**TASK OBJECTIVE**.
Rewrite the material below, changing every "drop a point" to "place a marker" and leaving all other text exactly the same.

----- INPUT MATERIAL

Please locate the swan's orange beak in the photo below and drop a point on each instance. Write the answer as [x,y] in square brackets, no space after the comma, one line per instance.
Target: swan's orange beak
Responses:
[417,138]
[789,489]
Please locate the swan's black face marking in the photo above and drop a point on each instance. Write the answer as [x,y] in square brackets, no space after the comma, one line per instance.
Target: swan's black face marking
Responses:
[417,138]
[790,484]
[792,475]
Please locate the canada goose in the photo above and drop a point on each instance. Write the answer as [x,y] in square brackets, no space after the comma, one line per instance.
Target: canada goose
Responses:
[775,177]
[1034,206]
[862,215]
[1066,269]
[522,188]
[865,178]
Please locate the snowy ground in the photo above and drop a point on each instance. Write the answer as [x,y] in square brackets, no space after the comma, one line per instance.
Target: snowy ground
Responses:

----------

**RESPONSE**.
Please locate the swan's orange beak in the photo below and place a marker on each instance. Write the answer as [x,y] in square brackets, no space after the comma, one line per instance.
Target: swan's orange beak
Responses:
[417,138]
[789,489]
Please locate the swan's black face marking in the photo above and place a marker on each instance. Write the answer as [x,y] in square brackets, no space after the comma, one line per instance.
Target: swan's black face marking
Responses:
[417,138]
[790,484]
[792,475]
Please locate the canada goose in the photo above and place a marker on each instance. Write the answer as [x,y] in square brackets, no space after the comma, one line per instance.
Target: canada goose
Responses:
[775,177]
[1034,206]
[862,215]
[1066,269]
[522,188]
[865,178]
Please locate the snowy ground in the photo above and place a marker on each instance. Write the answer as [x,y] in square brackets, no space after the comma, one line per instance.
Target: snowy ground
Responses:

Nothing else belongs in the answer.